-------- INPUT MATERIAL

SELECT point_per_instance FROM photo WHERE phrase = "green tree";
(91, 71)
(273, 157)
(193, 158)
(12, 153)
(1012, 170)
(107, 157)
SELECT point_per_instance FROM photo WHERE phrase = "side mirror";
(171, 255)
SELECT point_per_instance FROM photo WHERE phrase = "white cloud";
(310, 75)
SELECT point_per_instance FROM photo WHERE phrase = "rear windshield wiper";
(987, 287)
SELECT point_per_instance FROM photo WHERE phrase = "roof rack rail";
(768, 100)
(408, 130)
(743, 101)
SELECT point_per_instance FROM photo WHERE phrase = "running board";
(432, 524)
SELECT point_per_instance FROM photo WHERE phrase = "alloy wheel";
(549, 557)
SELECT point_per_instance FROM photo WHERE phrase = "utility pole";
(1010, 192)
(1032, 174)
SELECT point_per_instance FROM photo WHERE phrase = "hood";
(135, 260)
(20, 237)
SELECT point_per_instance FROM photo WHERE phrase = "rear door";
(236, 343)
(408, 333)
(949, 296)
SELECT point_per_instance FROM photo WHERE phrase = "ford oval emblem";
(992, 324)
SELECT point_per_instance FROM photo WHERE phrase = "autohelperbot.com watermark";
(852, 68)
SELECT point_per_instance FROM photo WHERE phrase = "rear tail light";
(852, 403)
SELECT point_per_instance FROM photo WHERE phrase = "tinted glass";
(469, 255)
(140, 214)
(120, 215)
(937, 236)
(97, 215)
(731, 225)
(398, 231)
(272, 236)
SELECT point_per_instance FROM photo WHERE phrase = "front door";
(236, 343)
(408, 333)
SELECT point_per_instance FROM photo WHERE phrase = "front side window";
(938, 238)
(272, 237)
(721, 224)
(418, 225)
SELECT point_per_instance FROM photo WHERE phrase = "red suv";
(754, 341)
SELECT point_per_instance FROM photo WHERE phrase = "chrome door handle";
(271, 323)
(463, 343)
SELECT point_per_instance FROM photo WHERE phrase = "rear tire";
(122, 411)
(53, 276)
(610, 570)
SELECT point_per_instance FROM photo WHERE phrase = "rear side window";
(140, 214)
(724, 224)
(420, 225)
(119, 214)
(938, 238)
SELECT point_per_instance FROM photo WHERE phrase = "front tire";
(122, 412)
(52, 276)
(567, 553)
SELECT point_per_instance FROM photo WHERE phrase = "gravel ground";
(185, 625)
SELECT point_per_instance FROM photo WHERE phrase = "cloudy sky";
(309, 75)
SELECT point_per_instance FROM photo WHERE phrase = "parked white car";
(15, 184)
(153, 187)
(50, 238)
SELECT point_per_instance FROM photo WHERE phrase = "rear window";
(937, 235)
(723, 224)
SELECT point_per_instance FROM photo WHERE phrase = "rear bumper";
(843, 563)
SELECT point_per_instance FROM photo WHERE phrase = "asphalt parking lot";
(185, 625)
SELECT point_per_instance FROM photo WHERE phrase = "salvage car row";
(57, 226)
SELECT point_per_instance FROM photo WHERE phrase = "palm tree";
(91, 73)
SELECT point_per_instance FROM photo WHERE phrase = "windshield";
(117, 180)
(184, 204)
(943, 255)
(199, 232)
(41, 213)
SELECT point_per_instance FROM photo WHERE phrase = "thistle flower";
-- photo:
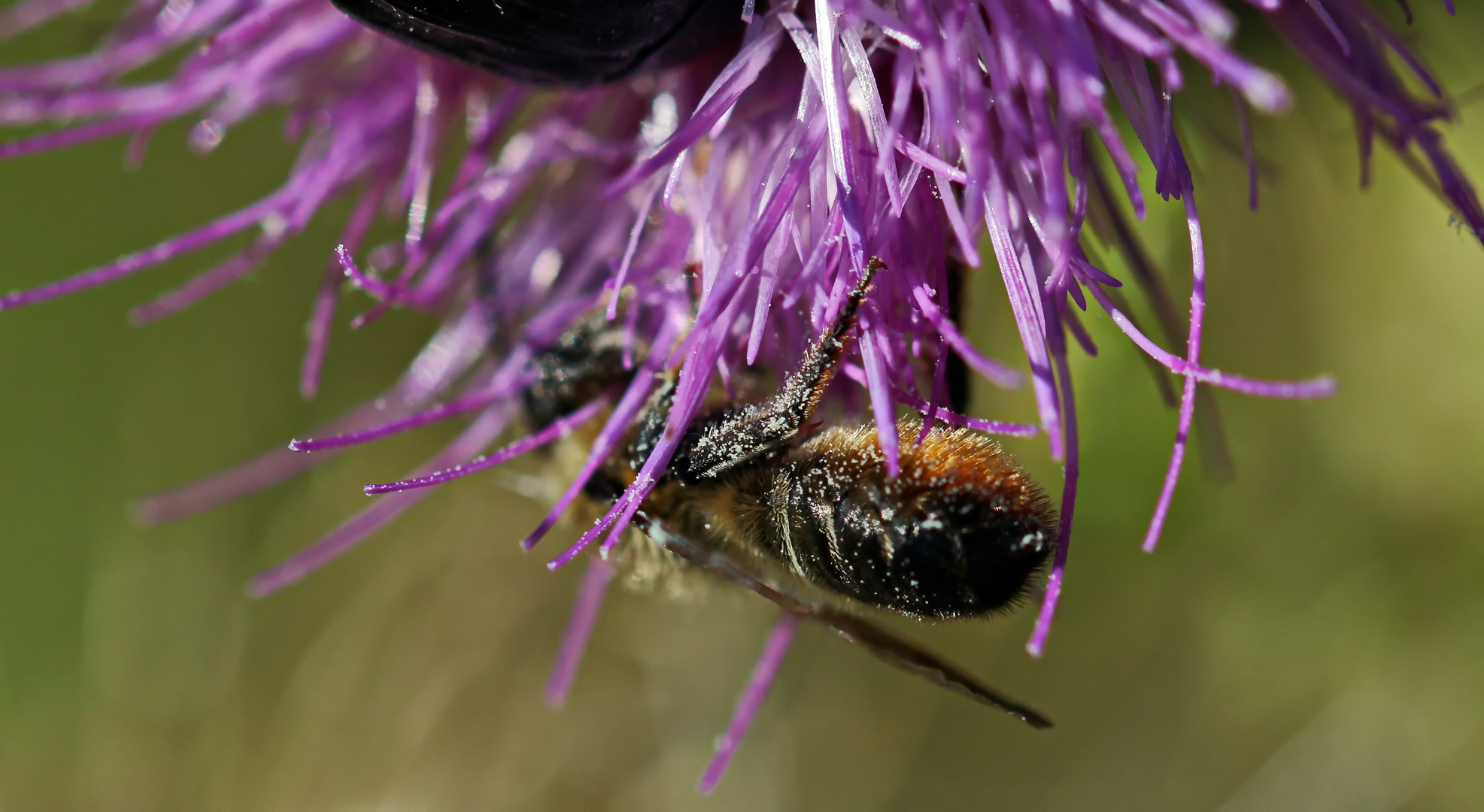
(770, 173)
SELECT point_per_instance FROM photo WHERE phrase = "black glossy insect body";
(555, 42)
(957, 533)
(812, 520)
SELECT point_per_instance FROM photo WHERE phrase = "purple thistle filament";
(768, 664)
(836, 131)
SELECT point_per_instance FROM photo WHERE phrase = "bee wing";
(886, 646)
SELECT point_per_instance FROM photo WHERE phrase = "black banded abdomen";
(959, 533)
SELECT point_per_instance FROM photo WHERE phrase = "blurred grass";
(1308, 638)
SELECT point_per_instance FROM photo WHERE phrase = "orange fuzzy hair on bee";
(957, 533)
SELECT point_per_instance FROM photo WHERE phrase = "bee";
(809, 517)
(555, 42)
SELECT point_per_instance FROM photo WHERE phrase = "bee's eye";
(555, 42)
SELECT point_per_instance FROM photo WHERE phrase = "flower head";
(736, 196)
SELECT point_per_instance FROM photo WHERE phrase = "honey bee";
(808, 517)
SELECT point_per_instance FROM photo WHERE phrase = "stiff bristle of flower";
(768, 664)
(579, 629)
(721, 213)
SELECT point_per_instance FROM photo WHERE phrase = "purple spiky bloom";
(839, 131)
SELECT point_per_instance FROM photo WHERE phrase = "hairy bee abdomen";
(957, 533)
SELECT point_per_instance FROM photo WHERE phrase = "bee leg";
(883, 644)
(760, 432)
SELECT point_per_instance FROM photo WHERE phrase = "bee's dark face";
(555, 42)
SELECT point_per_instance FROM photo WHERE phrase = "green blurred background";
(1308, 638)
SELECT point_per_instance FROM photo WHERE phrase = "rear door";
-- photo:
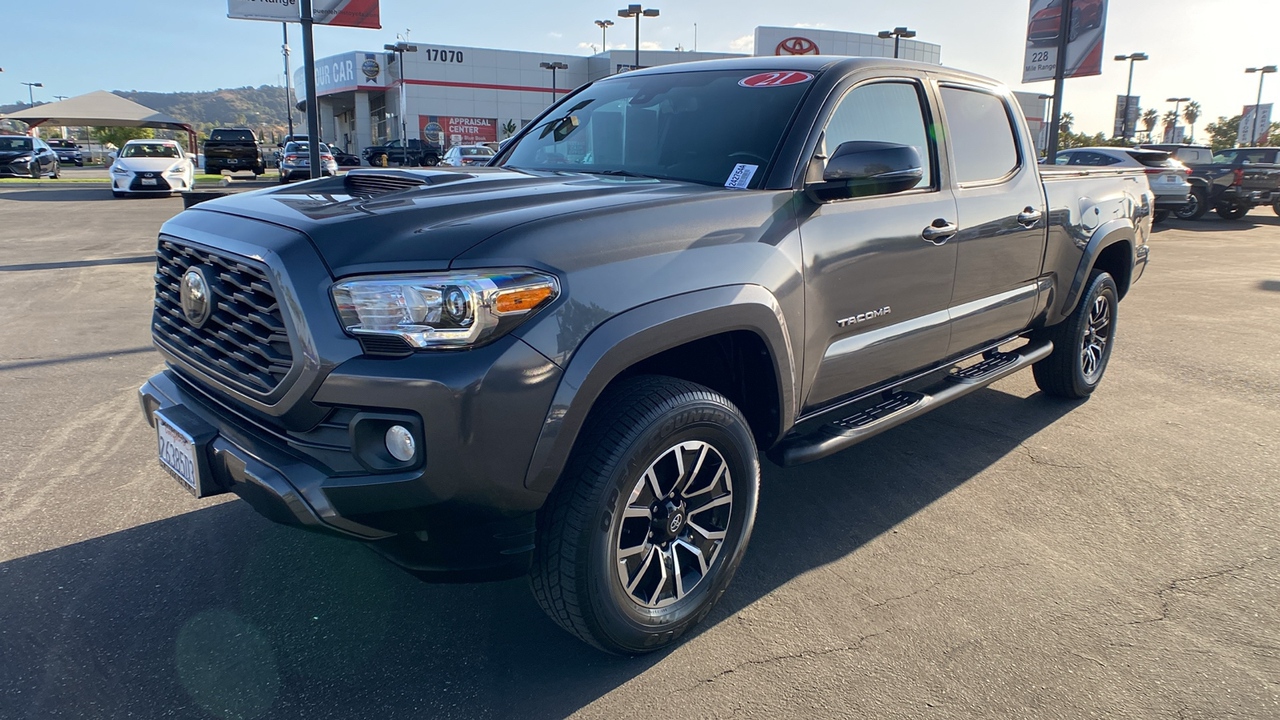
(1000, 200)
(877, 292)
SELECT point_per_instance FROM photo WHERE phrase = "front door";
(877, 292)
(1002, 218)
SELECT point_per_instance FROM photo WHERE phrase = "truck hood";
(414, 220)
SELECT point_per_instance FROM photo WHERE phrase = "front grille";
(160, 183)
(243, 342)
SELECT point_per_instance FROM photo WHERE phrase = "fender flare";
(1109, 233)
(643, 332)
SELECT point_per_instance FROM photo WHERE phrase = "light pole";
(1124, 122)
(604, 33)
(635, 12)
(400, 49)
(1176, 103)
(1257, 106)
(31, 96)
(553, 67)
(896, 33)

----------------

→ REQUEST: Output the line containing "fuzzy hair on" and each line after it, through the end of the material, exactly as given. No pictures belong in the output.

→ WRITTEN REPLY:
SELECT point_per_instance FROM photo WHERE phrase = "orange fuzzy hair on bee";
(957, 533)
SELECT point_per_instance FROM photo WHERE phrase = "bee";
(809, 517)
(555, 42)
SELECT point_per_instance FROM photo WHERE phrase = "bee's eye";
(555, 42)
SELECT point_per_instance FROM photo WHERE phrase = "flower head";
(736, 196)
SELECT point_per_instance FROM photo WHERE phrase = "honey bee";
(808, 517)
SELECT point_per_instance FROM photo WHERE phrase = "stiff bristle of flower";
(768, 664)
(579, 629)
(721, 213)
SELECT point_per_instance FROM photo WHERE phrase = "purple spiky bloom";
(839, 131)
SELECT point_per_instance FROM photo WHERE phrase = "hairy bee abdomen";
(957, 533)
SELECT point_per_instance FROM photo WHERE phrase = "bee leg";
(883, 644)
(760, 432)
SELECT point_per_instance FROM photo WHERE phrase = "bee's dark face";
(555, 42)
SELECT point_per_instance FROM photo WHERE phrase = "green blurred background";
(1308, 638)
SELECT point_per_instance FROM photo WHERE phrase = "rear door";
-- photo:
(1000, 200)
(877, 292)
SELECT point_per_instance FROM photo WHERE phrase = "front door";
(877, 292)
(1002, 218)
SELECT point_per_instance FROM photo WHERE phrase = "truck hood";
(414, 220)
SELECT point_per_instance FROM photo WHERE phrase = "front grille";
(160, 183)
(243, 342)
SELECT point_per_instance FROM photo WHERE phrase = "fender flare";
(1109, 233)
(643, 332)
SELECT point_per_instance FROM photo WHERE phrase = "light pole";
(1124, 122)
(604, 33)
(635, 12)
(400, 49)
(1176, 103)
(1257, 106)
(31, 96)
(553, 67)
(896, 33)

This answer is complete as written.